- Working data
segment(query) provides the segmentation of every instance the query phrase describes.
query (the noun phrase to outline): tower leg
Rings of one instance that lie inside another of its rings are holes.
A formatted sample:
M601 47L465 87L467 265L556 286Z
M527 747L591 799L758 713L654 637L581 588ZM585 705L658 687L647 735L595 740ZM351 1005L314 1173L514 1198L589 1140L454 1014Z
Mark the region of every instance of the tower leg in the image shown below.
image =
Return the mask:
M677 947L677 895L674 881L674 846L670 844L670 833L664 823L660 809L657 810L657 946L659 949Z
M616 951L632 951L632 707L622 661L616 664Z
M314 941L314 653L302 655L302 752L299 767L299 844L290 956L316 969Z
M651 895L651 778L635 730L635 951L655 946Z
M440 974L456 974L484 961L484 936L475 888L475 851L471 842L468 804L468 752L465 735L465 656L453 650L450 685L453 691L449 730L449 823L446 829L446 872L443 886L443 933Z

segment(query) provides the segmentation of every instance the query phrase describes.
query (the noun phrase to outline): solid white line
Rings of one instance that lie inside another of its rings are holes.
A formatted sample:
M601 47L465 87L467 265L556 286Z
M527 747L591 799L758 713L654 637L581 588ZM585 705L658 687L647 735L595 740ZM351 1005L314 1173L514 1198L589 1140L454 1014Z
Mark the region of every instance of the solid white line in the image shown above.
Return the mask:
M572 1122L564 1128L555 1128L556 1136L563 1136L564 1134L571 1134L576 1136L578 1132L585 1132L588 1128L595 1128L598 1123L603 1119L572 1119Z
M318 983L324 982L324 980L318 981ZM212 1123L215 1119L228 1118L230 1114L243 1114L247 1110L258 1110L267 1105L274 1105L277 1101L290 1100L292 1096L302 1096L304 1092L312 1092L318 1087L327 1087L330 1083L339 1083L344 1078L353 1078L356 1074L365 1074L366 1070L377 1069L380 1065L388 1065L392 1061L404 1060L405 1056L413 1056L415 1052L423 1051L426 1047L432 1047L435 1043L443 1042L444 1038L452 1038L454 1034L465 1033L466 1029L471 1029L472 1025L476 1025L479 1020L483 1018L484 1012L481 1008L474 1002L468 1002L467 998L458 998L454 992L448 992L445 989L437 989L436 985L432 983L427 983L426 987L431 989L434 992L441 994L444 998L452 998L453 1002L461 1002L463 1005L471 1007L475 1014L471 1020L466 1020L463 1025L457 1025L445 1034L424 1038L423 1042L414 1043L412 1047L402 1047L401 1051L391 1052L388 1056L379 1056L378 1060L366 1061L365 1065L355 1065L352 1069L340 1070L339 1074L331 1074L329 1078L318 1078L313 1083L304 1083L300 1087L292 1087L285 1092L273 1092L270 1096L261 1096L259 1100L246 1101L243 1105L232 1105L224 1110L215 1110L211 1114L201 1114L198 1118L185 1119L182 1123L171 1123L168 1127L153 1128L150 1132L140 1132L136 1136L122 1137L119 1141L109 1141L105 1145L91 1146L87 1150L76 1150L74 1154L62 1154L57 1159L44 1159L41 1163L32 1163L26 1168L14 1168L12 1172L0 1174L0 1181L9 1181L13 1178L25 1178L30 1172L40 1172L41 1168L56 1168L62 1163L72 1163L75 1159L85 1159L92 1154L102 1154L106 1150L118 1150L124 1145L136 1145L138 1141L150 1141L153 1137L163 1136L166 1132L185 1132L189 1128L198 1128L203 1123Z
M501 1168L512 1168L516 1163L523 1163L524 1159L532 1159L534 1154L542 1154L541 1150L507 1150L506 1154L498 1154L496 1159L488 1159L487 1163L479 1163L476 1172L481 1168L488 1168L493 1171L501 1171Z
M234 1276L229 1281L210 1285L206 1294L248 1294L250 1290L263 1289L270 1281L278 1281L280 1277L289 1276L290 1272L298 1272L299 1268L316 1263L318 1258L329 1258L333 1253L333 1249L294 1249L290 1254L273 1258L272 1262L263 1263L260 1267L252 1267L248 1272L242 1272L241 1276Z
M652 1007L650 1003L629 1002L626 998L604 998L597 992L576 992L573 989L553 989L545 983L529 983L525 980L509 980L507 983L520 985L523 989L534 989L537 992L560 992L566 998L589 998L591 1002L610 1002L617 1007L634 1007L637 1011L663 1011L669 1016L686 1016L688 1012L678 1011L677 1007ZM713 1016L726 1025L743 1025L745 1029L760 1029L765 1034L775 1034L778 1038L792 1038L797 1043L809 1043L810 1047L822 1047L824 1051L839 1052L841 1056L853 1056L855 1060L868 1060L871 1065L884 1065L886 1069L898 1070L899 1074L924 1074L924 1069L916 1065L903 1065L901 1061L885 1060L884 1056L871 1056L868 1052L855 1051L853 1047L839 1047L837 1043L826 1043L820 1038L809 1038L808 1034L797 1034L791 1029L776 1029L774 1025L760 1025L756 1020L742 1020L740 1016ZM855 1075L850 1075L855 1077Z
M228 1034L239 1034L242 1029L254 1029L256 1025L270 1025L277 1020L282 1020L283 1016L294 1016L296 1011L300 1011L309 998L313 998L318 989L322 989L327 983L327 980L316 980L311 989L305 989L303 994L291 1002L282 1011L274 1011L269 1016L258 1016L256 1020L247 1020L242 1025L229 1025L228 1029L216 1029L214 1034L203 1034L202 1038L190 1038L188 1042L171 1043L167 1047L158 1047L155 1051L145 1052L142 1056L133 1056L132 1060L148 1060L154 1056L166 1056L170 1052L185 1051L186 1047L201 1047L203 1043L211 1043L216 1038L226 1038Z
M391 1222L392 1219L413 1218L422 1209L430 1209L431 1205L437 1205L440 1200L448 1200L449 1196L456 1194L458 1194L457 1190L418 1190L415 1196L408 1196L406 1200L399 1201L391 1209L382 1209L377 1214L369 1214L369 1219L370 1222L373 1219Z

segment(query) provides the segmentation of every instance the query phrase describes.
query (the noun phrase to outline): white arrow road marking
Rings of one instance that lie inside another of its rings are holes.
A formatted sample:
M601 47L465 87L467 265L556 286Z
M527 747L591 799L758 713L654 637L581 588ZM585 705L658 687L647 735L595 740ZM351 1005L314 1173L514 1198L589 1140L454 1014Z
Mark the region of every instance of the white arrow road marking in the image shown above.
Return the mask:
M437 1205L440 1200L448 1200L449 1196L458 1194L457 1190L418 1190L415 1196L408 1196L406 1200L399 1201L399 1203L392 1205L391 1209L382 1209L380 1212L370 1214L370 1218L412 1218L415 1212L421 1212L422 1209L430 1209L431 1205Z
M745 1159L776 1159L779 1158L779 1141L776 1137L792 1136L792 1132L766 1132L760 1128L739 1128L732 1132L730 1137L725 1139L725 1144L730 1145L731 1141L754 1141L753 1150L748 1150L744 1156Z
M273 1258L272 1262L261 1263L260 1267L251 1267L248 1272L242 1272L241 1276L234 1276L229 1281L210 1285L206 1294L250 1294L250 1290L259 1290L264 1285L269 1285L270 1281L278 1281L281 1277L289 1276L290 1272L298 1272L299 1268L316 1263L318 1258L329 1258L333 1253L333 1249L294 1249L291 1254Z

- Task prompt
Please rewrite the material above with "tower leg" changed to "pylon leg" and everything else left alone. Begin at the first line of the material and stop after the line containing "M314 941L314 653L302".

- Problem solution
segment(query) provides the segmentation of every instance the query phrase describes.
query (the noun phrase to outline): pylon leg
Rings of one instance that lie inside another of its rings are holes.
A formatted sample:
M601 47L465 87L467 265L556 286Z
M527 747L591 799L758 713L654 637L581 588ZM585 705L658 687L647 735L595 740ZM351 1005L314 1173L514 1198L589 1140L454 1014Z
Mark the region of every instance of the pylon leg in the image shown below.
image =
Return the mask:
M677 947L677 895L674 881L674 846L670 844L670 833L664 823L660 809L657 810L657 946L659 949Z
M616 951L632 951L632 707L622 661L616 664Z
M314 941L314 653L302 655L302 752L299 767L299 844L290 956L316 969Z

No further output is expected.